Alkisah ada seorang minang merantau ke Jakarta.
Ia memulai usahanya dari kecil dan terus bertumbuh hingga
perusahaannya beranak pinak.
Namun, ia tetap menjalankan bisnisnya dengan sangat
sederhana :
Uang masuk di simpan nya di toples, Uang untuk pembayaran
disimpan nya di kaleng biskuit.
Suatu hari, anaknya yang baru lulus sekolah bisnis dari
Harvard University bertanya,
“Ayah ini kuno amat, sih. Bagaimana ayah bisa mengelola
perusahaan dengan cara tradisional seperti itu? Bagaimana Ayah tau keuntungan
perusahaan Ayah?”
Sambil mengunyah sate padang sang Ayah menjawab,
“Anakku, ketika pertama kali Ayah datang ke jakarta, aku tak
punya apa-apa, kecuali baju dan celana yang aku pakai. Sekarang, kakak
pertamamu sudah menjadi pengusaha sukse. Kakak keduamu sudah menjadi Dokter Spesialis
Jantung. Sementara Adikmu masih kuliah di Oxford University. Dan kamu baru
lulus dari salah satu Sekolah Bisnis terbaik di dunia.”
“Aku tau Ayah, Tapi...” sela sang anak,
Ayah pun terus melanjutkan penjelasannya,
“ Aku dan Ibumu setiap tahun Umroh. Kami tinggal di
perumahan mewah. Kami pakai mobil yang bergengsi keluaran terbaru. Perusahaan Ayah
terus bertambah. Perlu kamu catat, Ayah dan Ibumu tidak punya hutang sama
sekali. Jadi, sekarang kamu jumlahkan yang Ayah sebut tadi, kemudian kurangi
dengan jumlah harga baju dan celana ayah dulu, maka itulah keuntungan yang kita
dapat selama ini.......”

____________________

#### Tugas Latihan:
[1] Keluarkan secara persis seluruh bagian kisah perantau Minang mulai dari "Namun, ia tetap" hingga "di kaleng biskuit.".
[2] Lanjutkan kisah perantau Minang di atas, dimulai setelah kalimat terakhirnya.
Data berikut tidak berkaitan dengan kisah perantau Minang di atas.

____________________

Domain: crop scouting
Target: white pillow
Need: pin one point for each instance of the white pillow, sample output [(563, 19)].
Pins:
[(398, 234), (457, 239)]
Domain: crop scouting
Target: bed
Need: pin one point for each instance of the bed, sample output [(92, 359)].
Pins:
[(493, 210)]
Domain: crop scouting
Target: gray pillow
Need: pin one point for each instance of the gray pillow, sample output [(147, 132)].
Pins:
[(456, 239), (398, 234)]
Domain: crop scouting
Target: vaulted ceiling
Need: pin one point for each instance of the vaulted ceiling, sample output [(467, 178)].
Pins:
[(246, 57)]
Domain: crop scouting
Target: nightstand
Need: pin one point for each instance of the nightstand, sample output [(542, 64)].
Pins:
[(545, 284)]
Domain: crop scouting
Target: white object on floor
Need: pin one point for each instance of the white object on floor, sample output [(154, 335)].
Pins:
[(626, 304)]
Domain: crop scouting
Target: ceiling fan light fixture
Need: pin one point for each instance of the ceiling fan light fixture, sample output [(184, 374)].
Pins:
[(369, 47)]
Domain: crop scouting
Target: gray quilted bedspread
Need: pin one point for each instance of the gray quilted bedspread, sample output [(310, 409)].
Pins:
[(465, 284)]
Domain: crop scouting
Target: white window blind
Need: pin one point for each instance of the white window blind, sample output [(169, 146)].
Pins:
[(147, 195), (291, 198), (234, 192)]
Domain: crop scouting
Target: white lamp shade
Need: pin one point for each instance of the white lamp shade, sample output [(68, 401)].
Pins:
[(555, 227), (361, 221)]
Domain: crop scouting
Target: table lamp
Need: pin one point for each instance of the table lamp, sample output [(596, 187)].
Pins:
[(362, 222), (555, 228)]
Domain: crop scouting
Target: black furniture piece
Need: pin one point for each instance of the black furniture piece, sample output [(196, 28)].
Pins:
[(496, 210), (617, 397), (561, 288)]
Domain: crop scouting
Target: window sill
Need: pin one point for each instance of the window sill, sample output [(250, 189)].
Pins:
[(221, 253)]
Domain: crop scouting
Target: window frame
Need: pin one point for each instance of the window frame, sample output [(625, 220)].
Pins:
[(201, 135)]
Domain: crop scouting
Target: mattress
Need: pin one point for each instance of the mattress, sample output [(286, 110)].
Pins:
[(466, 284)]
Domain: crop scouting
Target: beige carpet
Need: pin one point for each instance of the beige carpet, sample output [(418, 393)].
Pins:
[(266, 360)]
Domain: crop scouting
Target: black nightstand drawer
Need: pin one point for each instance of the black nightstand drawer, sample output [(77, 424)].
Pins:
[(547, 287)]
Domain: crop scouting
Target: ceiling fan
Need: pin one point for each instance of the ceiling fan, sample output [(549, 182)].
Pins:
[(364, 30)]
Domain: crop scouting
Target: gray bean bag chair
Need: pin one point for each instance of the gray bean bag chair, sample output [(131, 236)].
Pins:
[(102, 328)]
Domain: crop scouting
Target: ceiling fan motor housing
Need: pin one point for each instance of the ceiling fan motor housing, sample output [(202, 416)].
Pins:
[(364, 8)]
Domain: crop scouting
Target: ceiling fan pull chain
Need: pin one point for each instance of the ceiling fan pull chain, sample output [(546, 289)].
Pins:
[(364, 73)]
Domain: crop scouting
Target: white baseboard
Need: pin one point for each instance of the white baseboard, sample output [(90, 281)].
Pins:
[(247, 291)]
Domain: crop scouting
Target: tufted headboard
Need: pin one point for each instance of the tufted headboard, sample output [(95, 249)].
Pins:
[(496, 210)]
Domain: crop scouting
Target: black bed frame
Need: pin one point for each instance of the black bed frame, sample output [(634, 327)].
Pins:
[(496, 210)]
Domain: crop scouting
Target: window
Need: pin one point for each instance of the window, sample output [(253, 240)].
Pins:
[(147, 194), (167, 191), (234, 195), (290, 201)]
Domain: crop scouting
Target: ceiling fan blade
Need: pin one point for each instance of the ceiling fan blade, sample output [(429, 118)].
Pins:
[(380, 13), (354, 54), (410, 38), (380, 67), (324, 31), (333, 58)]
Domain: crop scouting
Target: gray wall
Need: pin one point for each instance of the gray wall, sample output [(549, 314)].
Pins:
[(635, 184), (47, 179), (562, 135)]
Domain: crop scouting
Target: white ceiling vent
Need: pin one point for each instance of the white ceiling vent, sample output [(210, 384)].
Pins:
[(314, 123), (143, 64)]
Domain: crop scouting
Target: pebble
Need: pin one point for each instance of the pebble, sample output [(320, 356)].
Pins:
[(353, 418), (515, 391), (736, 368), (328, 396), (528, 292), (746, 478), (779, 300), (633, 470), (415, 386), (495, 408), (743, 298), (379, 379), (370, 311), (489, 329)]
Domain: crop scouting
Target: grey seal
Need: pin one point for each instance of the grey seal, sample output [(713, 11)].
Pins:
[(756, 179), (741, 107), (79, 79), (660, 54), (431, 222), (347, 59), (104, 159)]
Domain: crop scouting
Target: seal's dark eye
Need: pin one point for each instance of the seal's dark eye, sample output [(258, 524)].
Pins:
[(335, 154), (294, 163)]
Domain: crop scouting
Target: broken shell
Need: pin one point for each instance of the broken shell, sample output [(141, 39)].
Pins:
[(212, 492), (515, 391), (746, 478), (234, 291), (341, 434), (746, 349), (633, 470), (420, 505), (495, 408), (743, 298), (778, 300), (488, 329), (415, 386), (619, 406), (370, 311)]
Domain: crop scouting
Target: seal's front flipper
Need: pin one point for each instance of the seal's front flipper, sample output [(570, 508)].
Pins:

____________________

#### Hasil Akhir:
[1]
Namun, ia tetap menjalankan bisnisnya dengan sangat
sederhana :
Uang masuk di simpan nya di toples, Uang untuk pembayaran
disimpan nya di kaleng biskuit.

[2]
[hening]
***
Pesan Moral Dari cerita ini adalah, Jangan pernah
menyepelekan satu aktifitas kecil /sederhana kita, bisa jadi, setidaknya
aktifitas kecil yang kita buat mampu berubah menjadi sebuah efek yang sangat besar bagi kehidupan kita kedepannya.
Sibuklah menjalani hidup anda sebagai seorang Pemain bukan seorang
Komentator kehidupan orang lain. Bila ingin memperoleh sesuatu, kita harus
menjadi pemain, harus menjadi pelakon, harus Action sendiri dan tak bisa/tak
boleh di wakilkan.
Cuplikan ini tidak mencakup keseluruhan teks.